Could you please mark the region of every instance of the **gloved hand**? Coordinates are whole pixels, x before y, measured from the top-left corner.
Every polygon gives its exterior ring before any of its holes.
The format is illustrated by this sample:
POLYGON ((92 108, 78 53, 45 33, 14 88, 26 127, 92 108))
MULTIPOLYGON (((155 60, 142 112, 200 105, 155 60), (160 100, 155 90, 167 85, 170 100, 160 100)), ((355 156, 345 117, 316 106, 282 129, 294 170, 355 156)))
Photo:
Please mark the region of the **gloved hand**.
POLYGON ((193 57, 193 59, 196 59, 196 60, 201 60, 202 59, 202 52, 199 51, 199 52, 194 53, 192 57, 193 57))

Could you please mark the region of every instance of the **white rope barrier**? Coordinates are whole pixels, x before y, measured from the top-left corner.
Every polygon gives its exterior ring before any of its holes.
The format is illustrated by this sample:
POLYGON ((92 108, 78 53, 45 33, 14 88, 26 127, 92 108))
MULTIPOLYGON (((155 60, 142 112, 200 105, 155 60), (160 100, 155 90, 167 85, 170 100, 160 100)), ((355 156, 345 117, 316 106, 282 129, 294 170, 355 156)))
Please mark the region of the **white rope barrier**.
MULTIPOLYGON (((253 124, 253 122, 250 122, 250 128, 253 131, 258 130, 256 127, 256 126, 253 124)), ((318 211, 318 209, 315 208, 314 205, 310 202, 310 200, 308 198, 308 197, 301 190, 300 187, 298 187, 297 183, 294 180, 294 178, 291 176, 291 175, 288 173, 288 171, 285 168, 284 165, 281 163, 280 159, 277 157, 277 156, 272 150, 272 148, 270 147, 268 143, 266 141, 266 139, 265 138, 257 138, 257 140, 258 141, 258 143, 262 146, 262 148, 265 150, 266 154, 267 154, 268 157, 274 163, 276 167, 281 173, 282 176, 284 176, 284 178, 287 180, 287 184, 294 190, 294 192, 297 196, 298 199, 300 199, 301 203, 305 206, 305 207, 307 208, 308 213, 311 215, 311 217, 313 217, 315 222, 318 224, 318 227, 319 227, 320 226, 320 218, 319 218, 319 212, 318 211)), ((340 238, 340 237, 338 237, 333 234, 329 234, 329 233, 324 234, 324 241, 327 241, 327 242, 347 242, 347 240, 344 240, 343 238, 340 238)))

> [Exercise prompt]: Render every line of the items above as a Markdown table with two columns, Row and Line, numbering the rows consecutively and omitting blank lines.

> [Solution for this task]:
| Row | Line |
|---|---|
| 1 | Could you please mark the region of every instance of the **gloved hand**? Coordinates are whole pixels, x before y, measured from the top-left corner. |
| 2 | Every polygon gives its exterior ring before any of its holes. |
| 3 | The format is illustrated by this sample: |
| 4 | POLYGON ((92 108, 78 53, 45 33, 14 88, 26 127, 92 108)) |
| 5 | MULTIPOLYGON (((155 60, 142 112, 200 105, 155 60), (160 100, 155 90, 167 85, 170 100, 160 100)), ((355 156, 345 117, 316 106, 282 129, 294 170, 355 156))) |
| 6 | Photo: |
| 7 | Please mark the region of the **gloved hand**. |
| 8 | POLYGON ((193 57, 193 59, 196 59, 196 60, 201 60, 202 59, 202 52, 199 51, 199 52, 194 53, 192 57, 193 57)) |
| 9 | Could you please mark the region of every instance of the **white rope barrier**? Coordinates are whole pixels, x before y, measured from the top-left corner. |
| 10 | Every polygon gives its exterior ring before any of its holes. |
| 11 | The format is illustrated by this sample: |
| 12 | POLYGON ((92 108, 78 53, 45 33, 14 88, 26 127, 92 108)) |
| 13 | MULTIPOLYGON (((155 60, 142 112, 200 105, 155 60), (160 100, 155 90, 167 85, 170 100, 160 100)), ((355 156, 345 117, 316 106, 282 129, 294 170, 355 156))) |
| 14 | Please mark the region of the **white rope barrier**. |
| 15 | MULTIPOLYGON (((253 124, 253 122, 250 122, 250 128, 253 131, 258 130, 256 127, 256 126, 253 124)), ((318 211, 318 209, 315 208, 314 205, 310 202, 310 200, 308 198, 308 197, 301 190, 300 187, 298 187, 297 183, 294 180, 294 178, 291 176, 291 175, 288 173, 288 171, 285 168, 284 165, 281 163, 280 159, 277 157, 277 156, 272 150, 272 148, 270 147, 268 143, 266 141, 266 139, 265 138, 257 138, 257 140, 258 141, 258 143, 262 146, 262 148, 265 150, 266 154, 267 154, 268 157, 274 163, 276 167, 281 173, 282 176, 284 176, 284 178, 287 180, 287 184, 294 190, 294 192, 297 196, 298 199, 300 199, 301 203, 305 206, 305 207, 307 208, 308 213, 311 215, 311 217, 313 217, 315 222, 318 224, 318 227, 319 227, 320 226, 320 218, 319 218, 319 212, 318 211)), ((340 238, 340 237, 338 237, 333 234, 329 234, 329 233, 324 234, 324 241, 327 241, 327 242, 347 242, 347 240, 344 240, 343 238, 340 238))) |